List of tasks:
**1)** In the article on the Philippine pension ranking, what integrity score did the Philippines receive?
**2)** Do the following statements agree with the article on the Philippine pension ranking? For each, answer yes or no and quote the deciding words. (a) In 2019 the Philippines ranked 34th in the Global Pension Index. (b) The Philippines moved up from a "D" grade in 2020. (c) 2020 was the first year the Philippines was included in the study.

Text:
┏━━

MANILA, Philippines — The Philippines has the fourth worst pension system among 39 countries, according to a study which benchmarks retirement income systems across the globe.
Based on the 2020 Mercer CFA Institute Global Pension Index, the Philippines’ retirement system ranked 36th out of 39 countries, with an overall index value of 43.
The country’s score slightly declined from 43.7 in 2019 due to the study’s change in measure of life expectancy at the state pension age and not at birth, which more accurately reflects the period of retirement.
Last year, the Philippines ranked 34th in the Global Pension Index, also the fourth lowest among 37 countries. This year, Belgium and Israel were added to the list. It is also the second year the Philippines was included in the study.
According to the study, the Philippines ranked 17th for the sustainability sub-index with a score of 53.4. This measures the likelihood a pension system would be able to provide benefits into the future.
With a score of 38.9, the country also placed 36th for adequacy, which looks at the benefits, system design, level of savings and home ownership, among others, to determine a system’s ability to provide adequate retirement income.
The country, however, scored the lowest among all participant economies for integrity at 34.8. This considers factors such as regulation, governance, communication and operating costs.
Meanwhile, the study showed that the Philippines also retained its “D” grade, reflecting a pension system that has some desirable features, but also has major weaknesses and omissions that need to be addressed.
“The overall index value for the Philippines system could be increased by raising the minimum level of support for the poorest elderly individuals along with broadening coverage of employees in occupational pension schemes,” Harold Tan, Mercer’s wealth business leader for the Philippines said.
“These measures would work to grow the level of contributions and assets and permit the Philippines to set aside funds in the public system for the future, reducing reliance on the pay-as-you-go system. In order to preserve long term retirement savings, ‘no cash-out’ options must be introduced and put into place,” he said.
Earlier, Finance Secretary Carlos Dominguez said the Capital Market Development Council (CMDC) was studying reforms in the corporate pension system to ensure that private sector employees get enough retirement funds, while also helping the development of the domestic capital market.
In particular, he said the council was eyeing the recommendation of the Fund Managers Association of the Philippines (FMAP) to require private companies to partially or fully fund retirement plans for their workers.
Last year, the SSS also said the creation of a provident fund would allow Filipinos to increase their retirement savings.
Currently, the government has the Personal Equity and Retirement Account mechanism, which provides a tax-exempt facility to supplement their future pension benefits from the Social Security System (SSS), the Government Service Insurance System (GSIS), and from their own employers.
Meanwhile, Mercer said the economic downturn caused by the coronavirus disease 2019 or COVID-19 pandemic may adversely impact the sustainability of pension systems across many countries.
ogether with increasing life expectancies and the rising pressure on public resources to support the health and welfare of ageing populations, the study said COVID-19 is exacerbating retirement insecurity.
“The economic recession caused by the global health crisis has led to reduced pension contributions, lower investment returns and higher government debt in most countries. Inevitably, this will impact future pensions, meaning some people will have to work longer while others will have to settle for a lower standard of living in retirement,” said David Knox, senior partner at Mercer and lead author of the study.

┗━━

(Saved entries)
┏━━

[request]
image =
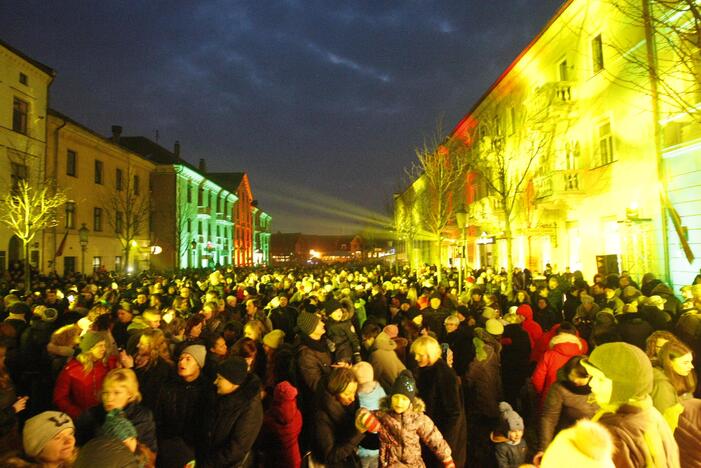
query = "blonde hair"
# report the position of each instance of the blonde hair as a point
(427, 345)
(125, 378)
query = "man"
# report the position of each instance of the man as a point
(236, 417)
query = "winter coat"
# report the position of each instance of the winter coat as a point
(562, 348)
(76, 391)
(441, 391)
(233, 426)
(336, 438)
(564, 405)
(385, 363)
(88, 424)
(282, 425)
(401, 436)
(632, 429)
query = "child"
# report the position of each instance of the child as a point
(370, 394)
(511, 448)
(402, 426)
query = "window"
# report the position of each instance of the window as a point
(605, 139)
(98, 171)
(19, 116)
(70, 215)
(19, 173)
(71, 163)
(597, 54)
(97, 219)
(118, 222)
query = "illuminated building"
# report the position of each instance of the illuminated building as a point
(191, 214)
(599, 188)
(98, 176)
(24, 89)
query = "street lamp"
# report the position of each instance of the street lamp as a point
(83, 236)
(461, 219)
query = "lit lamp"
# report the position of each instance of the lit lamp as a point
(461, 219)
(83, 236)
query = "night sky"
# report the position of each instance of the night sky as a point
(321, 102)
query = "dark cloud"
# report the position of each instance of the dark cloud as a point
(330, 96)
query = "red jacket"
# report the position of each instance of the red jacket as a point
(76, 390)
(562, 348)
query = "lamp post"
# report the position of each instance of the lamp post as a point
(461, 219)
(83, 236)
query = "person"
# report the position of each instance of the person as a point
(235, 419)
(566, 402)
(510, 446)
(120, 392)
(621, 382)
(79, 384)
(441, 391)
(402, 426)
(282, 424)
(336, 438)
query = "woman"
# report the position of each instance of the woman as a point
(567, 401)
(674, 380)
(79, 384)
(120, 391)
(440, 389)
(336, 438)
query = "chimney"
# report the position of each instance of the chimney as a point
(116, 133)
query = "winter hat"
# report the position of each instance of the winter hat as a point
(118, 426)
(90, 339)
(198, 353)
(274, 339)
(494, 327)
(627, 366)
(233, 369)
(585, 445)
(307, 322)
(365, 376)
(513, 421)
(42, 428)
(391, 330)
(405, 385)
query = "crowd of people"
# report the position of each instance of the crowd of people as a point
(350, 366)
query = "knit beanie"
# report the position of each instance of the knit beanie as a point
(118, 426)
(90, 339)
(494, 327)
(306, 322)
(585, 445)
(627, 366)
(198, 353)
(42, 428)
(274, 339)
(233, 369)
(405, 385)
(511, 418)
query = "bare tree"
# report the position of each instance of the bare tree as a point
(27, 211)
(127, 211)
(440, 167)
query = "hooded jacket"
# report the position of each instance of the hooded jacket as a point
(233, 427)
(401, 436)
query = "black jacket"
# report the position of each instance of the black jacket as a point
(233, 426)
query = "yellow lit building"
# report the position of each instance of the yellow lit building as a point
(24, 88)
(598, 194)
(108, 192)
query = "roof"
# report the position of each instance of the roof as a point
(45, 68)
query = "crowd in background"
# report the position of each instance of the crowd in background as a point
(350, 366)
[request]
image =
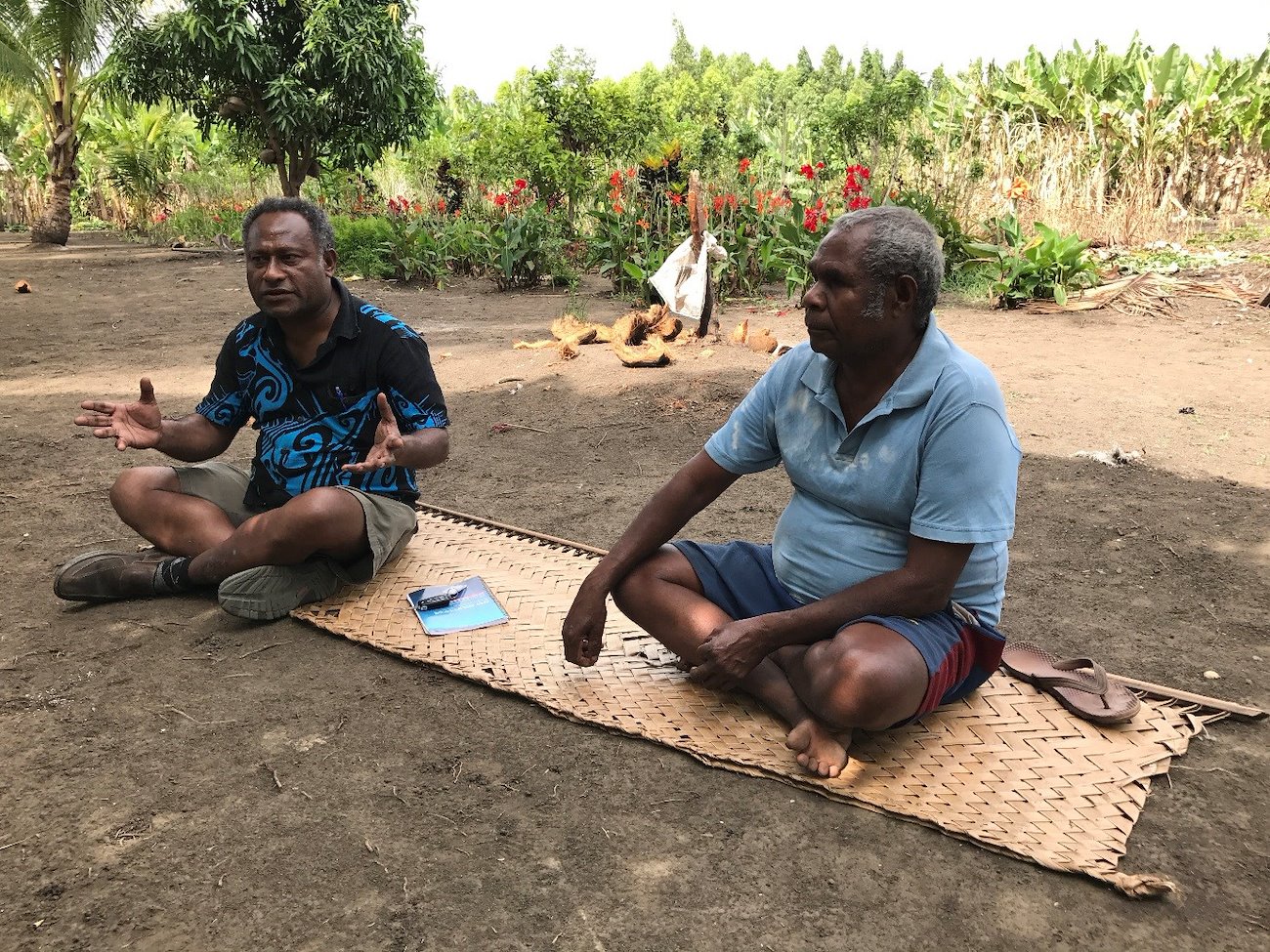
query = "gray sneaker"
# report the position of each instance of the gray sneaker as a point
(105, 576)
(272, 591)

┗━━

Answers per task:
**1)** 34.8

**2)**
(a) Yes: "Last year, the Philippines ranked 34th in the Global Pension Index"
(b) No: "the Philippines also retained its “D” grade"
(c) No: "It is also the second year the Philippines was included in the study."